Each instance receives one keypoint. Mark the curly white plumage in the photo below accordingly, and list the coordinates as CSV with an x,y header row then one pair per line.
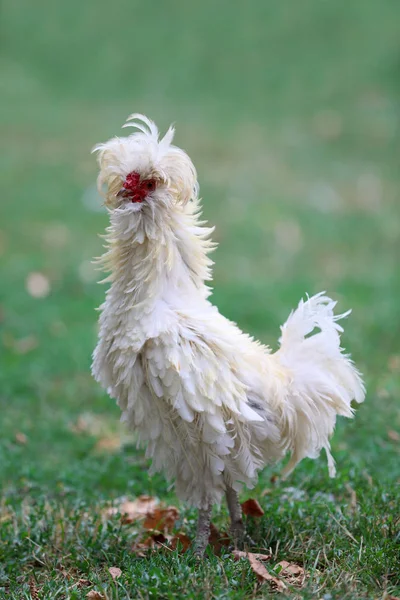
x,y
212,405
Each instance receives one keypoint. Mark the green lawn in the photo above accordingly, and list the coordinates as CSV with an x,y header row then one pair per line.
x,y
291,113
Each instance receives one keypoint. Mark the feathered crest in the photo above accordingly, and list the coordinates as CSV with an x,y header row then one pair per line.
x,y
144,152
149,128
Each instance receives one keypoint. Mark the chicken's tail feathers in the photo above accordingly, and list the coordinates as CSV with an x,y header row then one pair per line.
x,y
322,380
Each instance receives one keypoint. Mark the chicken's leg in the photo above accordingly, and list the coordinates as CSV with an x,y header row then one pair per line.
x,y
238,529
203,531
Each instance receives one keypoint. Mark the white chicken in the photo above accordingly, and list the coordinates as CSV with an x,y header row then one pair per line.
x,y
212,405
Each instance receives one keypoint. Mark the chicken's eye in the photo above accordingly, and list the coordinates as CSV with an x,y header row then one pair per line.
x,y
150,185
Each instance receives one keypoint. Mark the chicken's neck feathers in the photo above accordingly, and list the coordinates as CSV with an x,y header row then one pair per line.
x,y
155,258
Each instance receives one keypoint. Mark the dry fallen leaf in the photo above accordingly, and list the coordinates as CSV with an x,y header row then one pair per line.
x,y
146,508
83,583
292,573
93,595
237,554
108,443
393,435
37,285
154,540
252,508
115,572
161,518
33,589
21,438
217,539
263,575
180,540
25,345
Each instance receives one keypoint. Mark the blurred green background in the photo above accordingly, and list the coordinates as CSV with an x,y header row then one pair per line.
x,y
291,114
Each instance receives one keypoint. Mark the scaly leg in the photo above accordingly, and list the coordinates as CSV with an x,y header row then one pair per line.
x,y
238,529
203,531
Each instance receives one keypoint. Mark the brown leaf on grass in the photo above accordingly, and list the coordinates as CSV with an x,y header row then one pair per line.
x,y
263,575
132,510
238,554
108,443
115,572
252,508
161,518
33,589
93,595
83,583
146,509
37,285
154,540
393,435
26,344
180,540
217,539
292,573
21,438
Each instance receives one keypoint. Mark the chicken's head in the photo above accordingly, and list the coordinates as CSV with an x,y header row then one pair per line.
x,y
140,172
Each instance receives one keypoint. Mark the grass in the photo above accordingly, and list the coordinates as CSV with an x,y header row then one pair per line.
x,y
291,114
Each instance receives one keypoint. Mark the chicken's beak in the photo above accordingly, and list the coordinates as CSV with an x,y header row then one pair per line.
x,y
123,193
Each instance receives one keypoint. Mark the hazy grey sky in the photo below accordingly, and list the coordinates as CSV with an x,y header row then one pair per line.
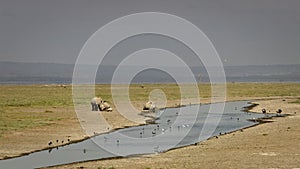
x,y
243,32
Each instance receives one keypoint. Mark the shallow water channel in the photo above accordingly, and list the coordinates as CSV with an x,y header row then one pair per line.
x,y
175,127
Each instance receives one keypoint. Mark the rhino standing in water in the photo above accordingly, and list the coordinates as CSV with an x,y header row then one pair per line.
x,y
99,104
96,102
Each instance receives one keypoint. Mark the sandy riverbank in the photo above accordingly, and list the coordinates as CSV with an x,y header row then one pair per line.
x,y
268,145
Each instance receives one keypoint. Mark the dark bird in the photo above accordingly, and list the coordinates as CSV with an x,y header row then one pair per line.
x,y
279,111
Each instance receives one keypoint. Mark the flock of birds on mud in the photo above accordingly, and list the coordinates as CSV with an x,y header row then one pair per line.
x,y
154,132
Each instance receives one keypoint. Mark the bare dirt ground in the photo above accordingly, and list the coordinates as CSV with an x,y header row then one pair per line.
x,y
269,145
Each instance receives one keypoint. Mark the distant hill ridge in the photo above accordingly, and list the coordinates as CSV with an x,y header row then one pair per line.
x,y
16,72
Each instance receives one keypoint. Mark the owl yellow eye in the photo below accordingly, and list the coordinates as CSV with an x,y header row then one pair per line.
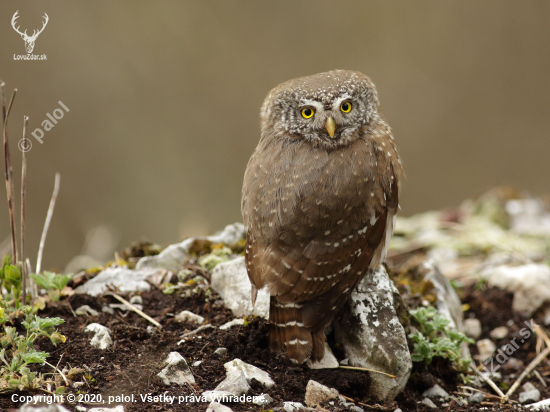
x,y
345,107
307,112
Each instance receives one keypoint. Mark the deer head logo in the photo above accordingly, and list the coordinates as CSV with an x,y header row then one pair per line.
x,y
29,40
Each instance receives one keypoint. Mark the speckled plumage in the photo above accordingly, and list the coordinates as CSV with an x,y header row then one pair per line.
x,y
319,209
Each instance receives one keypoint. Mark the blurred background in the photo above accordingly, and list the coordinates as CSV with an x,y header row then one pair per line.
x,y
164,102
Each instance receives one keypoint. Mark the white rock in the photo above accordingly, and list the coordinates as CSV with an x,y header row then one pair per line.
x,y
186,316
530,393
218,407
292,406
249,371
472,328
329,361
234,383
126,280
262,399
43,408
486,348
436,392
499,333
221,351
317,393
230,324
86,310
102,338
529,283
230,280
372,336
173,256
428,402
119,408
176,371
542,405
215,396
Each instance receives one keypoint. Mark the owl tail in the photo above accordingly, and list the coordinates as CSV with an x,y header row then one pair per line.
x,y
288,333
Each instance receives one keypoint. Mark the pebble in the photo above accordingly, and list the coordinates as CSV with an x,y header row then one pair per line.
x,y
220,352
499,333
486,348
436,392
472,327
428,402
530,394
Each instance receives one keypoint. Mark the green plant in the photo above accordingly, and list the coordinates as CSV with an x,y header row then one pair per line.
x,y
52,282
435,339
18,351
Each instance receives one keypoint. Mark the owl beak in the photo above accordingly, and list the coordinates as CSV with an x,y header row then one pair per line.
x,y
330,126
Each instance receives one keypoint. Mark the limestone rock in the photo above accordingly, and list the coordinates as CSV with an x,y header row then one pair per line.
x,y
102,338
372,336
329,361
187,316
230,280
173,256
176,371
472,328
317,393
126,280
529,283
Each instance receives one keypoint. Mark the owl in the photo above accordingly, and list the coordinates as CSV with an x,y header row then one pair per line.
x,y
319,200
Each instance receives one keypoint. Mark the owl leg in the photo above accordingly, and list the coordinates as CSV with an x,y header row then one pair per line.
x,y
288,331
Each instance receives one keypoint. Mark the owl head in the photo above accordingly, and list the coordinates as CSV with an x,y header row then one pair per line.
x,y
327,109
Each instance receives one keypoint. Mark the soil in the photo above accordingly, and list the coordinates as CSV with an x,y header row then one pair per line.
x,y
130,366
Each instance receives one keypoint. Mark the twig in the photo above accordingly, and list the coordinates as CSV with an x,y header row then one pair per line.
x,y
9,179
528,370
47,223
139,312
23,198
366,369
489,381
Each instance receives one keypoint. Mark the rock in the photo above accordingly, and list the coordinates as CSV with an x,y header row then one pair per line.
x,y
436,392
262,399
529,283
530,393
177,371
542,405
173,256
328,361
250,372
472,328
218,407
126,280
43,408
86,310
428,402
102,338
476,397
234,383
372,337
220,351
486,348
317,393
136,300
234,322
230,280
292,406
499,333
190,317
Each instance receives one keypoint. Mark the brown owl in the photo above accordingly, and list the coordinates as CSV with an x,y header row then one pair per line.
x,y
319,200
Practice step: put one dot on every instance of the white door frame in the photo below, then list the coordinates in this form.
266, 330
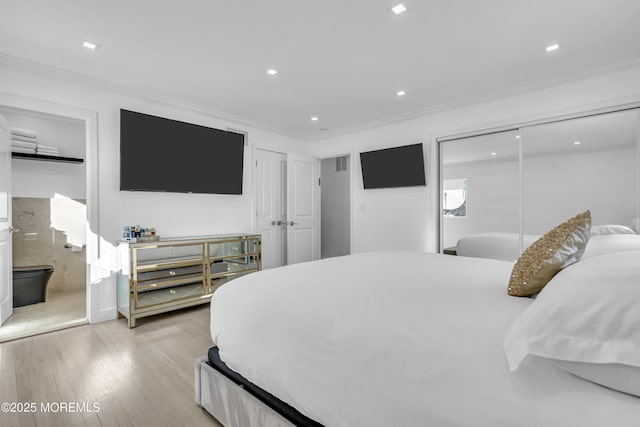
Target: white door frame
352, 175
90, 119
254, 200
6, 228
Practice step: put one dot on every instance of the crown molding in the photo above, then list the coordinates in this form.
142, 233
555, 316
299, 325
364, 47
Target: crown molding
37, 68
470, 101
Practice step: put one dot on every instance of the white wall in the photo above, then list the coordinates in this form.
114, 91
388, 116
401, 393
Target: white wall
24, 86
44, 179
407, 218
335, 211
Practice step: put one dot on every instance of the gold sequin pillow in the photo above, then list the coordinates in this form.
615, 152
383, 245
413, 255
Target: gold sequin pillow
554, 251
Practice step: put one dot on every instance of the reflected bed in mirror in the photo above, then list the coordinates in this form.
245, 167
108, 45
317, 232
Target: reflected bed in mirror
523, 181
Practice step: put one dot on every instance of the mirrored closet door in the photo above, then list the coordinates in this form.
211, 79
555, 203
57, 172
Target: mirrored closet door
520, 183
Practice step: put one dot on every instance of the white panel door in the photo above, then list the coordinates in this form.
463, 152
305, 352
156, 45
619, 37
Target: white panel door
302, 213
271, 206
6, 263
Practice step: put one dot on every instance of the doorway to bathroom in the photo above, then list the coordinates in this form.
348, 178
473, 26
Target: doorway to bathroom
49, 222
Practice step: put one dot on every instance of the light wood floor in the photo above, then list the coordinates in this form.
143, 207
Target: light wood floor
138, 377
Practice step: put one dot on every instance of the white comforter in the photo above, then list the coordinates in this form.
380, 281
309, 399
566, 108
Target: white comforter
398, 339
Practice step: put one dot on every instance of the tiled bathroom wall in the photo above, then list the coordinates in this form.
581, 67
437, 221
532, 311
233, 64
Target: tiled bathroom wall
51, 231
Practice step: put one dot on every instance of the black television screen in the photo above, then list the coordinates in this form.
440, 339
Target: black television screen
159, 154
393, 167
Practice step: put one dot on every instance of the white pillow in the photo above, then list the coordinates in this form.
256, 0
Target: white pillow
609, 243
588, 313
597, 230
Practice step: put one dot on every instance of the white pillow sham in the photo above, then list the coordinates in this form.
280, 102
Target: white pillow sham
588, 313
598, 230
605, 244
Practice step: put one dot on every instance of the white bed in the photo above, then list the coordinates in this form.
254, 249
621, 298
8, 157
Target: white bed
395, 338
506, 246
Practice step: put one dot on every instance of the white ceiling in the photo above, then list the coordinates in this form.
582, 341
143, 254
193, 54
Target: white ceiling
340, 60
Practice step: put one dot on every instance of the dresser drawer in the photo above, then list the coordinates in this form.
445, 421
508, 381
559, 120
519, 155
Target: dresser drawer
168, 254
171, 273
239, 247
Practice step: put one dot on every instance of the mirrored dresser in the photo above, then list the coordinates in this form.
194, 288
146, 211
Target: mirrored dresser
169, 274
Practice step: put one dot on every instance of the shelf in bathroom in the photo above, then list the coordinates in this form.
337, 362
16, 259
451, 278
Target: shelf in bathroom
42, 157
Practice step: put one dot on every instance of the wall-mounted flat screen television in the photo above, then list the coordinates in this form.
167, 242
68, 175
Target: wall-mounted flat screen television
159, 154
393, 167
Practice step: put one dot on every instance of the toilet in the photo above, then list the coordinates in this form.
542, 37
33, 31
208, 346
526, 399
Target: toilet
30, 284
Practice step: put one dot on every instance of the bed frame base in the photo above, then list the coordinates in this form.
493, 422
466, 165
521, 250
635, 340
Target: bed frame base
230, 403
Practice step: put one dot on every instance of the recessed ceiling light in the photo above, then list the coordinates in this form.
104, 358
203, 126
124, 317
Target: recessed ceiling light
90, 45
398, 9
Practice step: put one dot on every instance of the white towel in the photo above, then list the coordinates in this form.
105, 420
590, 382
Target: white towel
23, 150
23, 144
46, 147
24, 132
23, 138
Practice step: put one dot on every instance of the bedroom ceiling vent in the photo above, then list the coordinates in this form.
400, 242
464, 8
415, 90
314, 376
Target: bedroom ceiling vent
341, 164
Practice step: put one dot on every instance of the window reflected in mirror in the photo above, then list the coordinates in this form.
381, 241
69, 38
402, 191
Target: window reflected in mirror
454, 198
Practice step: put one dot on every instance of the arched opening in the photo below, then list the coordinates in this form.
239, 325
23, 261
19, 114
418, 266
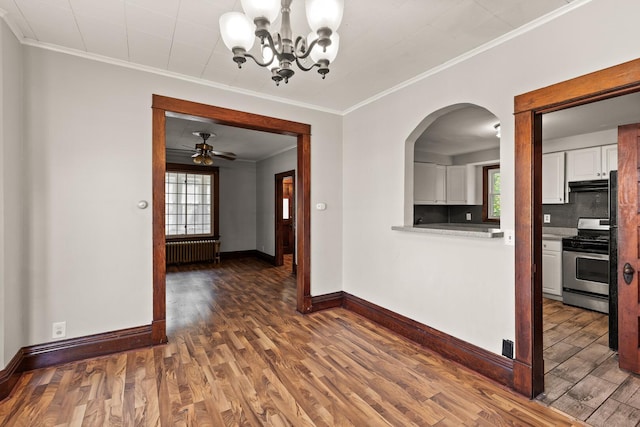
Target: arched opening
453, 175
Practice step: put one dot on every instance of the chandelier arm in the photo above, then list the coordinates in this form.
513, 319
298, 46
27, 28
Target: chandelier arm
257, 61
303, 51
303, 68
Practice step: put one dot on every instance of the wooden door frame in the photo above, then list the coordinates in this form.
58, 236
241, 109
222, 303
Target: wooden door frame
528, 368
279, 258
225, 116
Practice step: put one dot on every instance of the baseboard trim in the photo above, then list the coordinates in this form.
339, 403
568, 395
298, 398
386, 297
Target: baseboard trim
326, 301
491, 365
239, 254
271, 259
10, 375
71, 350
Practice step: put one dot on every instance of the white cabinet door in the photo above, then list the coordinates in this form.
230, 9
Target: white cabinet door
457, 185
584, 165
441, 184
553, 178
609, 159
552, 267
429, 183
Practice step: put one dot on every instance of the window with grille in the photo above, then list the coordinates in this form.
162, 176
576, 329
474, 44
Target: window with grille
189, 204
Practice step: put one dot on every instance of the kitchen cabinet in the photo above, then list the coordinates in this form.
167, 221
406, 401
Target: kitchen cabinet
552, 268
591, 163
429, 184
609, 159
457, 185
553, 178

···

* [Exercise requirements]:
Reproduce the data verbatim, starting at the line with "the window with" and continuing through the last line of the data.

* [Solution to the exercise]:
Practice step: put one dot on every instance of the window with grille in the photo above, then list the coordinates in this form.
162, 176
576, 329
474, 44
Target: window with grille
189, 204
Practice step: put one dot on every instance of the kitchen cabinet in the photo above, then list the coordinates in this form.
167, 221
406, 401
Target: kitchen cabinet
552, 268
591, 163
429, 184
609, 159
457, 185
553, 178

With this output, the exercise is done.